#### What the task requires
Continue the passage below on fungi inside S. castanea spores, beginning right after its final sentence.

#### Passage provided
########
Because of the symbiotic function of AMF, there is great interest in identifying AMF genes that are involved in the establishment and functioning of the symbiosis. However, at present, very few genes other than rRNA genes have been studied in these fungi. Several studies have shown that genetic diversity of the internal transcribed spacer (ITS) exists among and within single spores (9, 16, 22). Six different ITS1-5.8S-ITS2 types (T1 to T6) from S. castanea were reported (8). The 5.8S sequences published by Hijri et al. (9) were subsequently used in a phylogenetic analysis of Glomales and other fungi (20). This analysis showed that the highly divergent sequences T1, T3, T5, and T6 clustered within the ascomycetes (with Phoma-Leptosphaeria as the closest relatives to T1 and T3). Other studies have also reported sequences of rRNA genes obtained from glomalean spores that clustered in the ascomycetes in phylogenetic analyses (4, 12, 18). The question therefore arises as to what is the true origin of these sequences. Other researchers have suggested that these sequences are the result of fungal contaminants on the AMF spore wall (24). Three possibilities were suggested by Redecker et al. (20): (i) that these sequences were from contaminating fungi on the surface of the AMF spores, (ii) that they were sequences from ascomycetes which were living inside S. castanea spores, and (iii) that they originated from the S. castanea genome. The first two possibilities were seen as the most likely explanations (20).

In this study, we have addressed the question of whether ascomycete fungi live inside healthy S. castanea spores or only on the surface of the spores. This is an important question, because if other fungi are able to live inside healthy AMF, then they pose a serious problem for studies of AMF genes. This is not problematic for studies of AMF ribosomal genes because so much information on these sequences exists in the databases, allowing identification of any potential nonglomalean sequences. It would, however, be a serious problem for the study of other glomalean genes, for which much less information is present in the databases that allows verification of the sequences as glomalean or nonglomalean. Because the databases contain a strong bias for ascomycete sequences compared to fungi in the zygomycetes and basidiomycetes, it is likely that sequences of genes found in AMF would cluster in the ascomycetes in a phylogenetic analysis. In this study, we attempted to isolate fungi from inside S. castanea spores and to check whether ribosomal DNA sequences of these fungi matched those already found in AMF spores. Electron microscopy was also used to demonstrate that fungi lived inside healthy spores of S. castanea that had just germinated.
########
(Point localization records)
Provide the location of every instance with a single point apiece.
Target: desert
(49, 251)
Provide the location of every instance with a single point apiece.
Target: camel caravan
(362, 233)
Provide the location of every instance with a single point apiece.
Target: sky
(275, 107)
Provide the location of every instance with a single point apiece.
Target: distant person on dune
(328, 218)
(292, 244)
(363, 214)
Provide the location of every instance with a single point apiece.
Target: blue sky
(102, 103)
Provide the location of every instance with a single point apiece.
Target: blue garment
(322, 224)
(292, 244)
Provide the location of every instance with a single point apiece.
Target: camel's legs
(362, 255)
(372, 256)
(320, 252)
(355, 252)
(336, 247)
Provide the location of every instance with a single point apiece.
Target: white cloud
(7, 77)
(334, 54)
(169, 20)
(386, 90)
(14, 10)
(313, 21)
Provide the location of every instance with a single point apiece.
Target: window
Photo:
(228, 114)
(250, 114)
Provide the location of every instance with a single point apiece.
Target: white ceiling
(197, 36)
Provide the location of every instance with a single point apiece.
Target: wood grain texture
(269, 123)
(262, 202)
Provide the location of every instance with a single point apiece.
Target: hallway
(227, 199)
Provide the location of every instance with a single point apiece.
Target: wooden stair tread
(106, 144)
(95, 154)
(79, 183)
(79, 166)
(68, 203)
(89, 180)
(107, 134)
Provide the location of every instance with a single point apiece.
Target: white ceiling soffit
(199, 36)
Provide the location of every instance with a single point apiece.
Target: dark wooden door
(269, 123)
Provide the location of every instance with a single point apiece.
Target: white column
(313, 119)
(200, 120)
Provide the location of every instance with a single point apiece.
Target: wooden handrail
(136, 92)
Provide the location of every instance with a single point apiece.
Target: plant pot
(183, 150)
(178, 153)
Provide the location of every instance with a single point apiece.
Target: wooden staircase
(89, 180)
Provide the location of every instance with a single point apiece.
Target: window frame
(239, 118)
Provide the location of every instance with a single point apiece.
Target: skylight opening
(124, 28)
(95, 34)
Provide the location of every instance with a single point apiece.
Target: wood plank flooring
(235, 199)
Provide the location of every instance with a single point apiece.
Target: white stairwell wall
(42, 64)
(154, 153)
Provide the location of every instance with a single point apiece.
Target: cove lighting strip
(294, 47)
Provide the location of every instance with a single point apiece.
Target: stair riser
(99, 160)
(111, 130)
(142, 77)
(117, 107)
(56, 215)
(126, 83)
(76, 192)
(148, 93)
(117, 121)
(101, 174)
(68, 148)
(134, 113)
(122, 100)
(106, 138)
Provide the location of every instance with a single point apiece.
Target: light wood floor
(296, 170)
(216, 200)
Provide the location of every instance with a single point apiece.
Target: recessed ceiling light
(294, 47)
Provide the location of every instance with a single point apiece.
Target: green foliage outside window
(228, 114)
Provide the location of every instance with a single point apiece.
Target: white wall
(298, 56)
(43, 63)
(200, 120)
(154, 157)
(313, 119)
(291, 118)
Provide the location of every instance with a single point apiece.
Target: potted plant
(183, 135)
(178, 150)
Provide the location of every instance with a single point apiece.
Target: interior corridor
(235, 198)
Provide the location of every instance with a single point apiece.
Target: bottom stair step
########
#### Solved exercise
MATERIALS AND METHODS

Isolation of fungi from inside S. castanea spores.

The AMF S. castanea (BEG1) was provided by the Banque Européenne des Glomales (from the Institut National de la Recherche Agronomique, Dijon, France). Spores of S. castanea were recovered from pot cultures of Allium porrum L. by wet sieving. The freshly sieved spores were observed under a binocular microscope and sorted into two groups according to color and appearance of the spore contents. One group of spores was chestnut in color, had a shiny surface, and contained clearly visible lipid globules (Fig. 1a and b, spore H). Spores having these characteristics were assumed to be healthy spores, since a preliminary test showed that a high proportion of these spores were able to germinate, and they are termed healthy spores below. The second group of spores had contents with a cloudy white appearance (Fig. 1a and b, spore C). We assumed that these were dead, parasitized spores that were not viable, as we have never observed them germinating in previous experiments. These spores are termed cloudy spores below.

FIG. 1.

FIG. 1.

(a) Spores of S. castanea observed in incident light under a binocular microscope. C, cloudy spores; H, healthy spores with vacuolate content. (b) Crushed healthy and cloudy spores. (c) Control for surface sterilization. V8 agar medium plates contain either a Leptosphaeria sp. suspension or 10 spores of S. castanea per plate. Five sterilization solutions were used, consisting of 4% to 12% chloramin T, 0.02% streptomycin, and 0.01% gentamicin. Sterile distilled water (0%) was used as a control. The Leptosphaeria sp. only grew in the control treatment (0%). L, Leptosphaeria sp. suspension; F, fungal colony; B, bacterial colony. (d and e) Leptosphaeria sp. isolated from healthy S. castanea spores. The mycelium comprises septate yellow-brown hyphae (Hy), and the fungus also forms black pycnidia (P) which contain conidia (Co).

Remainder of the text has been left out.